• Task statement: From the listing below, pick out and copy every line that contains the word "green".

########################################

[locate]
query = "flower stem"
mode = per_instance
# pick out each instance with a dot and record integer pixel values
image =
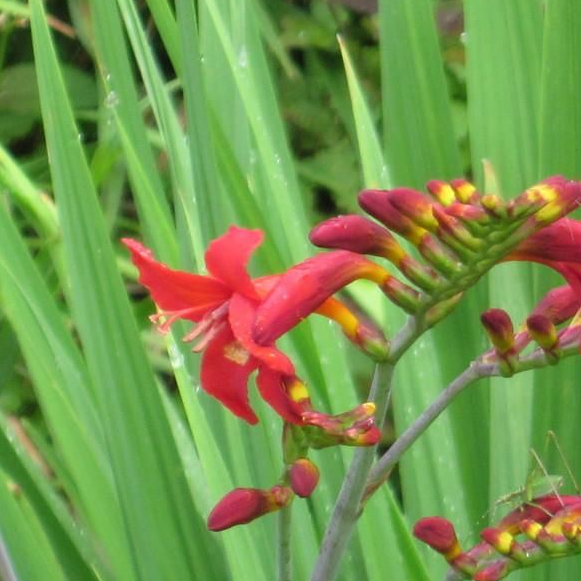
(346, 509)
(283, 554)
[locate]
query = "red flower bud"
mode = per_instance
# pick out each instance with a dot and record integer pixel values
(499, 328)
(442, 191)
(497, 570)
(304, 477)
(438, 533)
(357, 234)
(543, 331)
(243, 505)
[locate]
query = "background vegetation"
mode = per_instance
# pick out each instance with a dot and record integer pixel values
(168, 121)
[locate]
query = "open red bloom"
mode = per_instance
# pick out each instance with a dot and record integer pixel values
(222, 304)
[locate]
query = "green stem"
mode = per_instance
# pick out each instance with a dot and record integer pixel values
(346, 509)
(283, 554)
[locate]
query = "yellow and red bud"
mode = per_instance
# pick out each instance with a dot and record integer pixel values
(304, 477)
(465, 191)
(543, 331)
(243, 505)
(530, 528)
(439, 257)
(377, 203)
(494, 205)
(448, 225)
(402, 294)
(442, 191)
(439, 534)
(497, 570)
(353, 428)
(562, 197)
(559, 304)
(499, 329)
(415, 205)
(502, 541)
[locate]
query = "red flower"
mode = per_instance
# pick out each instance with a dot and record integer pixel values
(222, 304)
(558, 246)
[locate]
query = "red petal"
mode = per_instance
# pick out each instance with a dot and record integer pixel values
(224, 374)
(175, 290)
(303, 288)
(241, 315)
(274, 393)
(559, 242)
(227, 258)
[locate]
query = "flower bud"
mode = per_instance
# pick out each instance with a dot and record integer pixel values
(439, 534)
(357, 234)
(542, 331)
(496, 570)
(243, 505)
(378, 204)
(304, 477)
(499, 329)
(442, 191)
(502, 541)
(414, 205)
(465, 191)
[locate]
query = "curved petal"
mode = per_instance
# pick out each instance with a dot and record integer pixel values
(224, 374)
(227, 258)
(558, 242)
(241, 317)
(271, 387)
(304, 288)
(175, 290)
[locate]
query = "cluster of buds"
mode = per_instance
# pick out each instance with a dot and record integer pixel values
(546, 528)
(301, 476)
(459, 233)
(539, 327)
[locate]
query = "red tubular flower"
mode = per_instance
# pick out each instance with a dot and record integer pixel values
(243, 505)
(223, 305)
(305, 287)
(558, 246)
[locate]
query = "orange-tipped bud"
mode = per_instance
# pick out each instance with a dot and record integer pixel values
(494, 572)
(378, 204)
(353, 428)
(401, 294)
(494, 205)
(500, 540)
(530, 528)
(465, 191)
(304, 477)
(451, 227)
(543, 331)
(499, 329)
(243, 505)
(414, 205)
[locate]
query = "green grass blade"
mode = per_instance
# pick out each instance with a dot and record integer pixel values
(417, 121)
(375, 172)
(160, 520)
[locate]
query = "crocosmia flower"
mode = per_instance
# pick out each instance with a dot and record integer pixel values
(222, 304)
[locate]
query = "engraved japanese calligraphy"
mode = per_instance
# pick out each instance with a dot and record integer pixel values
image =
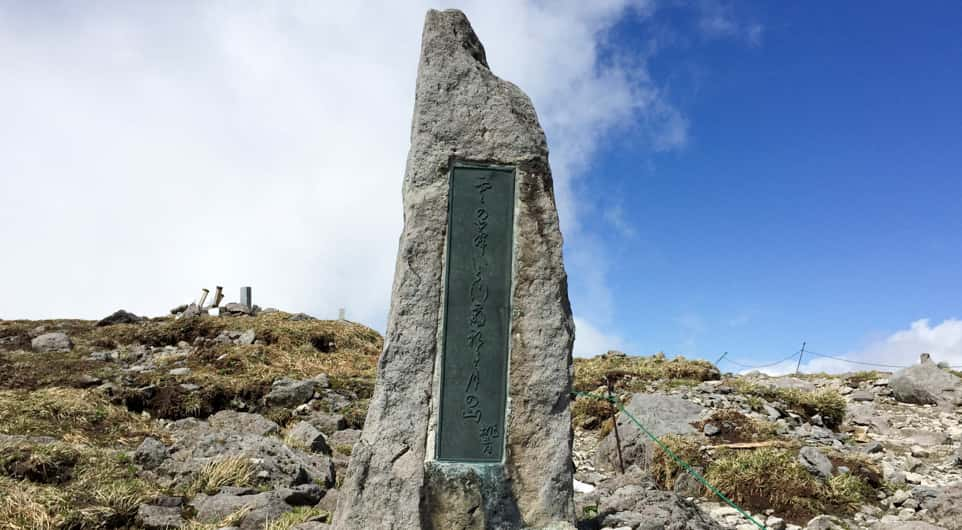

########################################

• Solved exercise:
query = "green stem"
query = "green grass blade"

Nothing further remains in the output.